In the material beneath, how many lines contain the word "stage"? Give the count alone.

-- Input data follows --

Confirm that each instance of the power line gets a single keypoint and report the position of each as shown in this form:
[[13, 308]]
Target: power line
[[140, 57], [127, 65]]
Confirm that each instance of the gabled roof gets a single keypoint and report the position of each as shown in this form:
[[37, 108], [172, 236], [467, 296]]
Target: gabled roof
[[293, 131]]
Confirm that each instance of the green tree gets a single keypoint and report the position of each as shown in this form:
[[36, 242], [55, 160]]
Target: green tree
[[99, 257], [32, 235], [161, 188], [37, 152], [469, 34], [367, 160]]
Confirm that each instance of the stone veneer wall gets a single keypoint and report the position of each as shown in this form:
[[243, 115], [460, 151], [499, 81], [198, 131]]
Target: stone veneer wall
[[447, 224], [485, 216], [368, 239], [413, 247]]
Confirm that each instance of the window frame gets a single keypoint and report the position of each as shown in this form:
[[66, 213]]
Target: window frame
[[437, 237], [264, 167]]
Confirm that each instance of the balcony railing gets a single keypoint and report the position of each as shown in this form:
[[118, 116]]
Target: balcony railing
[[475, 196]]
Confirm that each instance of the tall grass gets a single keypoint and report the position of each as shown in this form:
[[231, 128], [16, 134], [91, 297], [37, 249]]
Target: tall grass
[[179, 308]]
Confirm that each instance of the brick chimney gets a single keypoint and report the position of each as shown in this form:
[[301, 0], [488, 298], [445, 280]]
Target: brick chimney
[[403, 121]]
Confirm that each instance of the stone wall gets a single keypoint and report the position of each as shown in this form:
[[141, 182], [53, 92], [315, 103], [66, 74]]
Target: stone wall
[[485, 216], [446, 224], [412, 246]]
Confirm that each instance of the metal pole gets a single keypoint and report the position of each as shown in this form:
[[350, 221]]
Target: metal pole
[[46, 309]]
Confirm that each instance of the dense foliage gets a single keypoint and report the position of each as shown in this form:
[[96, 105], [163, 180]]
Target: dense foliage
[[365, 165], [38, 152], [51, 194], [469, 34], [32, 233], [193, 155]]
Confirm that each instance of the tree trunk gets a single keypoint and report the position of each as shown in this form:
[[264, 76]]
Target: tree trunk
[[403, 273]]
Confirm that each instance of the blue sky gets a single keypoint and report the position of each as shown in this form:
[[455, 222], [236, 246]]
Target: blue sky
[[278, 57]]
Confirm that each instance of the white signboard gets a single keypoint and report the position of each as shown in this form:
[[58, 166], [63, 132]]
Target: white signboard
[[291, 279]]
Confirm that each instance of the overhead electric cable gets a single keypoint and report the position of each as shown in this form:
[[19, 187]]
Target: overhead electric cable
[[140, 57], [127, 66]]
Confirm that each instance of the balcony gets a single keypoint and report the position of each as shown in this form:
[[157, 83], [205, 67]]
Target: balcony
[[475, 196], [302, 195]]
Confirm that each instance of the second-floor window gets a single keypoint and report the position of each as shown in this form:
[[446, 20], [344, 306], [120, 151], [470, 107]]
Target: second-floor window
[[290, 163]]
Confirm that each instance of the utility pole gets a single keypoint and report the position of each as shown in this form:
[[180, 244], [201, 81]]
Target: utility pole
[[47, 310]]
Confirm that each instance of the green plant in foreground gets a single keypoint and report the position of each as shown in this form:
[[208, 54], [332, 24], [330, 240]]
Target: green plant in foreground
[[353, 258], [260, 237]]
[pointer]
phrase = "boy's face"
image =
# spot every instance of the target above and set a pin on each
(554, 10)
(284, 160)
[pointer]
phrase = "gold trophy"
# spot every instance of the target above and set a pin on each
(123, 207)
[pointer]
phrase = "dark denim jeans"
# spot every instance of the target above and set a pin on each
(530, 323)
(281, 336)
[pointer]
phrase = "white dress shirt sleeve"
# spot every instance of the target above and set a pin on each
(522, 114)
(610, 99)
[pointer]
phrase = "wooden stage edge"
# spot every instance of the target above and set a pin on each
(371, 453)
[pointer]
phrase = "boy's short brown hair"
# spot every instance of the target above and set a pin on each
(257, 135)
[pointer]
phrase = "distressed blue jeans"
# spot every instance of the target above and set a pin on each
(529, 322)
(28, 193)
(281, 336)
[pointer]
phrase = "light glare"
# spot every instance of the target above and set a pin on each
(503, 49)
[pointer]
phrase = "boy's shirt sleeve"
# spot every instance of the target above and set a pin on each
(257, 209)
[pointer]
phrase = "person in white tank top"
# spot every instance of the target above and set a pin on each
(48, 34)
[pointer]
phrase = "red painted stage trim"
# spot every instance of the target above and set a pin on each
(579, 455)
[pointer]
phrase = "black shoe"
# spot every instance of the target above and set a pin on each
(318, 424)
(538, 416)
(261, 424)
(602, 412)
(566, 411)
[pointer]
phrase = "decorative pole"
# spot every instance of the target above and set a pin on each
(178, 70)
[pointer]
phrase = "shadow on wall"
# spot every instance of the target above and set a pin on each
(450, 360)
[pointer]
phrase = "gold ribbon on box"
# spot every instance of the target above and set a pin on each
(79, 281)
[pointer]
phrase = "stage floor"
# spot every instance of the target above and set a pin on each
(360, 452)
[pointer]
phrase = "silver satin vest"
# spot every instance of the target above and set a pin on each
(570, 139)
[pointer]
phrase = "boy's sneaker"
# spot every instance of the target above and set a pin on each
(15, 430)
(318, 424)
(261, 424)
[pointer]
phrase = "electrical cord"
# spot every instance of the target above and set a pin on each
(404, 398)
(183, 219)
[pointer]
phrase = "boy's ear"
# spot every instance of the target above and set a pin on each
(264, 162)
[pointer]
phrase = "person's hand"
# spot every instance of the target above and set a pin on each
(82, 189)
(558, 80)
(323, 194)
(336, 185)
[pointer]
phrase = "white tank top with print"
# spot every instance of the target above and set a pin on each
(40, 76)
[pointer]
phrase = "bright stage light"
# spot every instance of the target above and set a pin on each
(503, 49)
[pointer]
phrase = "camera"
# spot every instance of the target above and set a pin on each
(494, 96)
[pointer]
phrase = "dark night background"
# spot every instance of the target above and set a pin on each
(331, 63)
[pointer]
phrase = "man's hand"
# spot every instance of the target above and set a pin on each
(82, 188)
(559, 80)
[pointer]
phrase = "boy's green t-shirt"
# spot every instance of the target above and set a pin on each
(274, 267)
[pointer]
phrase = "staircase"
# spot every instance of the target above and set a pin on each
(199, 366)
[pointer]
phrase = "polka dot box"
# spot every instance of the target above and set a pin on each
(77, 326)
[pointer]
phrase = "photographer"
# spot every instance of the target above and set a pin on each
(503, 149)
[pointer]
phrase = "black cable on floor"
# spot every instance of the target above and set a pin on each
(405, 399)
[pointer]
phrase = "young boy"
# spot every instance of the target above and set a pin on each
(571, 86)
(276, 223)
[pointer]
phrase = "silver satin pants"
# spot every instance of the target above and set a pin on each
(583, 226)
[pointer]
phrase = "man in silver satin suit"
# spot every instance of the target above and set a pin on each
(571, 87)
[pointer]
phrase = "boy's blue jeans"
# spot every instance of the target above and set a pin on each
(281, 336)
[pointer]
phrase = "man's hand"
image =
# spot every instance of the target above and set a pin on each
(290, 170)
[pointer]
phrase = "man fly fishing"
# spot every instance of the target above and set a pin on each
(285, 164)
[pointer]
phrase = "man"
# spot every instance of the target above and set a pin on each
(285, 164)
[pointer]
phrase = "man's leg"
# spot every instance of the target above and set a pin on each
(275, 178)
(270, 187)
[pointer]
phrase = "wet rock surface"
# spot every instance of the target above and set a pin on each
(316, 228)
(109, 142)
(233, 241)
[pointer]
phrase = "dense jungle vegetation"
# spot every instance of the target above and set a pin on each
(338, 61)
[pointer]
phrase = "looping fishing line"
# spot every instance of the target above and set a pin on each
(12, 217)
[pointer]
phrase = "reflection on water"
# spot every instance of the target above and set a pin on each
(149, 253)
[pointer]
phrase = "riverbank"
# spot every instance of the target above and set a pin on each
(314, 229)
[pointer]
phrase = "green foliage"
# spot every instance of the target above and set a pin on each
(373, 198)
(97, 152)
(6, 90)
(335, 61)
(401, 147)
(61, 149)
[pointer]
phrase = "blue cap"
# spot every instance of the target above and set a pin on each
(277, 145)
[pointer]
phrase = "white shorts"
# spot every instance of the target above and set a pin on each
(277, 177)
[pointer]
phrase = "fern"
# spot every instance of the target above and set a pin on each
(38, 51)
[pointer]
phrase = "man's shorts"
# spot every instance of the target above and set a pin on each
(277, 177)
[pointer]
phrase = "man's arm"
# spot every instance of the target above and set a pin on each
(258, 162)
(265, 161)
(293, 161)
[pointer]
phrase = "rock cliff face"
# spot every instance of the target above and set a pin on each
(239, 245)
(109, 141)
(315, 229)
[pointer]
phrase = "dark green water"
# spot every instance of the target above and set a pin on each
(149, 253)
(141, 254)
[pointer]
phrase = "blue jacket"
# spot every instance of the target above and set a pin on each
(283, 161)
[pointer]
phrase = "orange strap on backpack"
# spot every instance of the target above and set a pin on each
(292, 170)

-- Input data concluded --

Exercise answer:
4